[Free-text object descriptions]
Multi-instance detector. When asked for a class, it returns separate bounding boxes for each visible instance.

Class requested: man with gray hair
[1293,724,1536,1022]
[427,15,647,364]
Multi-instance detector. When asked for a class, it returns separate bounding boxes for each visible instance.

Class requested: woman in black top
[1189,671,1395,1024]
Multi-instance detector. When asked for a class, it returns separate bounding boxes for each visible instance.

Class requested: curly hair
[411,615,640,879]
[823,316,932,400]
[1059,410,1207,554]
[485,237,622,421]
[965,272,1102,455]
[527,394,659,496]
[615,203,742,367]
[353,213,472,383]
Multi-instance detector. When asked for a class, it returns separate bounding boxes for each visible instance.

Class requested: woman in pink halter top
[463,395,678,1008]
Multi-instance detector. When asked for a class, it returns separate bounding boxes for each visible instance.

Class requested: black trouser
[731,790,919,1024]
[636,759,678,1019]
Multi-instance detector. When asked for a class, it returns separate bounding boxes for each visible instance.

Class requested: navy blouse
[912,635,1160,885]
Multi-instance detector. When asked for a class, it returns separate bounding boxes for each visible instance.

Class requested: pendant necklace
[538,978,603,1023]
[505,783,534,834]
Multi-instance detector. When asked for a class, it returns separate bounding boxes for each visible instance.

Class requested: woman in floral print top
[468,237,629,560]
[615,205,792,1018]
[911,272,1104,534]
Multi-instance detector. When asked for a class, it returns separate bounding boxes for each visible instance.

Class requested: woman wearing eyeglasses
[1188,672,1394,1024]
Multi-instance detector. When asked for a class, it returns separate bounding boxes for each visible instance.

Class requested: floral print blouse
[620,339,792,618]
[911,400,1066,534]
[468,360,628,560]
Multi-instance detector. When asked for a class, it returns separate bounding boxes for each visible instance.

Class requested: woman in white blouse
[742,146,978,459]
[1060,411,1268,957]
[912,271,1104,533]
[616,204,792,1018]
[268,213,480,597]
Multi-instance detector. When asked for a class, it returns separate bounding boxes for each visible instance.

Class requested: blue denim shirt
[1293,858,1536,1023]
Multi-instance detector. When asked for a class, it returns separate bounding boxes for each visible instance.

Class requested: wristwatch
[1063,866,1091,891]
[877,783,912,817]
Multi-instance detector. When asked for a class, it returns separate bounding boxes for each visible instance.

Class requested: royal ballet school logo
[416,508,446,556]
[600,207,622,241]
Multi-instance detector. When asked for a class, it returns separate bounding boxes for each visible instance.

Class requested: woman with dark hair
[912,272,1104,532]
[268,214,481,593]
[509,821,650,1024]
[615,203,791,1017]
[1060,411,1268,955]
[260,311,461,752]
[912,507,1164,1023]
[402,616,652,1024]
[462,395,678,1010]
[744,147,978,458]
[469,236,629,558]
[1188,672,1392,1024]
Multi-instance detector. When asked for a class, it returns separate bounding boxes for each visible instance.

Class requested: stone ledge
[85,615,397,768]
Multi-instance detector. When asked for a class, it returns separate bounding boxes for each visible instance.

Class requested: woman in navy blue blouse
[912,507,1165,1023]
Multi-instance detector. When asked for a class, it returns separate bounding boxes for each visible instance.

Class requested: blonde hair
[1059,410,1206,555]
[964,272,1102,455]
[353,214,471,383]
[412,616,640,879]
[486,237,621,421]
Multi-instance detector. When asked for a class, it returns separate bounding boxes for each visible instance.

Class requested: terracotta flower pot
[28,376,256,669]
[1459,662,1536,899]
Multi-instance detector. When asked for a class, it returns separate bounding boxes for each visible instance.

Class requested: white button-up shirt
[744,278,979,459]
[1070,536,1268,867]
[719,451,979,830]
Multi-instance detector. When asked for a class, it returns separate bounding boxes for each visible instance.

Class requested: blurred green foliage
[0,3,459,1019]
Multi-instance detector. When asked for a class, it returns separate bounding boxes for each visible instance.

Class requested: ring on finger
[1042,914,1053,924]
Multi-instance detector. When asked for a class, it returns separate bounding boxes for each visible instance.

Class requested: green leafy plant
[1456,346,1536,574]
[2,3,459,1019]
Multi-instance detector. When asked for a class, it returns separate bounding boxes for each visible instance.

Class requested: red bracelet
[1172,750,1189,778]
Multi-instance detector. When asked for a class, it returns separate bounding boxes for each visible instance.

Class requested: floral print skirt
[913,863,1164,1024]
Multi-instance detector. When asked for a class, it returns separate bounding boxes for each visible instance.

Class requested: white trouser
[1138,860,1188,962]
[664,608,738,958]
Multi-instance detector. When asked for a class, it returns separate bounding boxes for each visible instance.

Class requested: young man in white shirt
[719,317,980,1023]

◆ What the task asks:
Going from the line that has "Class requested: blurred green foliage" through the last line of the entries, retype each line exactly as given and add nothing.

◆ Written response:
Class requested: blurred green foliage
[0,3,459,1019]
Multi-instance detector. When asked for a class, it returns separate bounding boxes for each visible instance.

Class requested: ring on finger
[1042,914,1053,924]
Multi-instance detector. When asked for a class, it returns separate bounding boxes for each visible instance.

Class requested: green leafy plant
[1456,346,1536,574]
[2,3,459,1019]
Multi-instance detector. When asked for a class, it returns separate bounding boxes for each visible instance.

Class requested: red bracelet
[1172,750,1189,778]
Multi-instance detector. When asked for a class, it returns separate bounding boxes for each visible instance.

Class requested: floral print skirt
[913,863,1164,1024]
Multi-instance detector. When asked for a class, it returns separate bounding boxes for each visible instance.

Class requested: white trouser
[1138,860,1188,962]
[664,608,738,958]
Multi-instance detector. When asked for a class, it returns separate bounding boxes for each visible instance.

Class requested: young man in white shirt
[719,317,980,1023]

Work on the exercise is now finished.